* Excerpt provided *
□ □ □ □

# 'write the following as a system of higher-order equations in standard form'

• Apr 23rd 2010, 10:18 PM
figs
'write the following as a system of higher-order equations in standard form'
It's been a long time since I've taken differential equations, and in the mathematical programming course I'm in, we're just about to get into using MATLAB to solve ODEs. We were given some diffEQ problems to solve by hand to refresh our memories. This is the only one I haven't been able to do:

"Write the system of equations
$\frac{d^2x}{dt^2} + \frac{d^3y}{dt^3} + 2\frac{d^2y}{dt^2} + x = t$

$
\frac{d^2x}{dt^2} + 2\frac{d^3y}{dt^3} + \frac{dx}{dt} + y = t^2
$

as a system of two higher-order equations in standard form."

I have no idea what the question is asking. I remember "standard form" being where you let $x_{1} = x, x_{2} = \dot{x}$, etc, and express the highest-order terms as $x^{(n)} = \dot{x}_{n-1}$, but the purpose of that is to make it so there are no higher-order terms, so 'higher-order equations' cannot refer to that.

thanks.

□ □ □ □

* Goals *
1. In two sentences, summarize the forum post about writing a pair of differential equations in standard form.
2. Carry on the forum thread about putting the two differential equations in standard form, starting after its final line.

Entries excerpted from a collection
□ □ □ □

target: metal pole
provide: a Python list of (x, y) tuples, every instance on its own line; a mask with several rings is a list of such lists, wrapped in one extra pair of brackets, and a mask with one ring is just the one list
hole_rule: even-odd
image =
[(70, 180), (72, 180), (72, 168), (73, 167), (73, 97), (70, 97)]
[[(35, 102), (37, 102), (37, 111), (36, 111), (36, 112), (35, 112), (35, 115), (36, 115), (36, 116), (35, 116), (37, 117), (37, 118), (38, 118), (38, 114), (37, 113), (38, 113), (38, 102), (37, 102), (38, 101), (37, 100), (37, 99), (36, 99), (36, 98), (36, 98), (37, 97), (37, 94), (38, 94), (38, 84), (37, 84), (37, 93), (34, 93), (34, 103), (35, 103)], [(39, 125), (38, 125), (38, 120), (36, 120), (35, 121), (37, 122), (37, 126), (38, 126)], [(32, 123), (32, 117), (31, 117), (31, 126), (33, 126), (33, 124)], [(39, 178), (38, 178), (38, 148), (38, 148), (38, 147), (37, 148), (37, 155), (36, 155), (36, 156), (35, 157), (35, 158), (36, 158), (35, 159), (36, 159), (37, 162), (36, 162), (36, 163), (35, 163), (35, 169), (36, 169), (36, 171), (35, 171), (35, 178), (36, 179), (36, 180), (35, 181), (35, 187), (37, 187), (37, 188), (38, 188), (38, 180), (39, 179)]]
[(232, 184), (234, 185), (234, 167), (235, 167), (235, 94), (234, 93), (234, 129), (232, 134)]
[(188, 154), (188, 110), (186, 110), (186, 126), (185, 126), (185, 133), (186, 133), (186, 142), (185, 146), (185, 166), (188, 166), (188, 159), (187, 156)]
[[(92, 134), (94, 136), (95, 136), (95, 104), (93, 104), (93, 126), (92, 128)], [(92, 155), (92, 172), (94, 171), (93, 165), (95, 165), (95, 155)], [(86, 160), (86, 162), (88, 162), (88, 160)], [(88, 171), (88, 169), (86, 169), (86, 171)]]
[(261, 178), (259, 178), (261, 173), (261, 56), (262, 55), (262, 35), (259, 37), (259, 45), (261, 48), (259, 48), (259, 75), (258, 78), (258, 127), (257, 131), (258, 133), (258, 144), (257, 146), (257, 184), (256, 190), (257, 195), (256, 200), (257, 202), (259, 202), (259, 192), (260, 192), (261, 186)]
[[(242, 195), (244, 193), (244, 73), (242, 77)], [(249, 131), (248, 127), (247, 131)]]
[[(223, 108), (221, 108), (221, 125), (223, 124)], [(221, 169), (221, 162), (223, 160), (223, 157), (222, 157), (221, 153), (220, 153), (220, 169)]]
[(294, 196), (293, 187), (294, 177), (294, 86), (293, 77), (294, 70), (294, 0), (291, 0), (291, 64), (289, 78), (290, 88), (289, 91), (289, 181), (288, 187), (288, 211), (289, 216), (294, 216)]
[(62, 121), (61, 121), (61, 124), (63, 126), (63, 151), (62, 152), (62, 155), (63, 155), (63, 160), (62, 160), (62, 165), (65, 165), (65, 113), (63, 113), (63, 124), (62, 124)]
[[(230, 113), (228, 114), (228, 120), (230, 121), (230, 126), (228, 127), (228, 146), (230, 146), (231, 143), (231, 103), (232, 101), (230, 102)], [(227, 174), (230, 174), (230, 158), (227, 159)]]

□ □ □ □

* Expected results *
1. A student in a mathematical programming course, about to use MATLAB to solve ODEs, cannot finish one hand-solved review problem: rewriting two coupled equations in x and y as a system of two higher-order equations in standard form. The poster remembers standard form as substituting variables such as x₁ = x and x₂ = ẋ to remove higher-order terms, so they don't see what "higher-order equations" could mean here.

2.
• May 20th 2010, 12:37 AM
CaptainBlack
Quote:

Originally Posted by figs
It's been a long time since I've taken differential equations, and in the mathematical programming course I'm in, we're just about to get into using MATLAB to solve ODEs. We were given some diffEQ problems to solve by hand to refresh our memories. This is the only one I haven't been able to do:

"Write the system of equations
$\frac{d^2x}{dt^2} + \frac{d^3y}{dt^3} + 2\frac{d^2y}{dt^2} + x = t$

$
\frac{d^2x}{dt^2} + 2\frac{d^3y}{dt^3} + \frac{dx}{dt} + y = t^2
$

as a system of two higher-order equations in standard form."

I have no idea what the question is asking. I remember "standard form" being where you let $x_{1} = x, x_{2} = \dot{x}$, etc, and express the highest-order terms as $x^{(n)} = \dot{x}_{n-1}$, but the purpose of that is to make it so there are no higher-order terms, so 'higher-order equations' cannot refer to that.

thanks.

Here you should try to rewite these in the form:

$
D^3y=f(t,x,y,Dx,Dy,D^2y)
$

$
D^2x=g(t,x,y,Dx,Dy,D^2y)
$

or possibly as:

$
D^3y=f(t,x,y,Dx,Dy,D^2x,D^2y)
$

$
D^3x=g(t,x,y,Dx,Dy,D^2x,D^2y)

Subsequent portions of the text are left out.